What you are asked to do —
All of the data below should be written out exactly.

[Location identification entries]
......

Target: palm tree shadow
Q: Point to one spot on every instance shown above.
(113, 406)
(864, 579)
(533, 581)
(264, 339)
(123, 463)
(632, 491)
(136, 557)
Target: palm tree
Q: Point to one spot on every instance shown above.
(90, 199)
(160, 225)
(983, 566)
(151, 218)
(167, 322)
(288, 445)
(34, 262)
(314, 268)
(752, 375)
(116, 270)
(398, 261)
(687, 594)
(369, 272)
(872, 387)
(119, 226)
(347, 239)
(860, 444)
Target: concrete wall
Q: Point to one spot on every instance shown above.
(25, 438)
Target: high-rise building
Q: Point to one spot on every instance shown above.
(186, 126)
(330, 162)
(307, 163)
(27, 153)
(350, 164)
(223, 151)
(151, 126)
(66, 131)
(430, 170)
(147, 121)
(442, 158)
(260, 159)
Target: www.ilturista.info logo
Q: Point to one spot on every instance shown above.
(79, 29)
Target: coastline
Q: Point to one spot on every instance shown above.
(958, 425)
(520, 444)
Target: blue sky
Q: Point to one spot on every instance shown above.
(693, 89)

......

Completed task —
Target: palm tree shadow
Q: Point to one spot on every instance shown above.
(113, 406)
(864, 579)
(533, 581)
(264, 339)
(123, 463)
(632, 491)
(136, 557)
Target: palm tree
Q: Point to one spot on every instance shown above.
(90, 199)
(160, 225)
(983, 566)
(151, 218)
(167, 322)
(288, 445)
(34, 262)
(314, 268)
(752, 375)
(116, 270)
(398, 261)
(687, 594)
(369, 272)
(872, 387)
(119, 226)
(347, 239)
(860, 444)
Target: concrete wall
Q: Point to one spot on every instance shown above.
(25, 438)
Target: high-rise building
Q: Point to one spot on every instance shown above.
(186, 126)
(330, 162)
(307, 163)
(27, 153)
(350, 164)
(223, 151)
(151, 126)
(66, 131)
(430, 170)
(147, 121)
(442, 158)
(260, 159)
Target: www.ilturista.info logo
Q: Point to one spot on every instance shown above.
(79, 29)
Target: coastline
Q: Point to one spot on every instance shown above.
(958, 425)
(520, 444)
Target: blue sky
Q: Point to one spot on every instance shown above.
(693, 89)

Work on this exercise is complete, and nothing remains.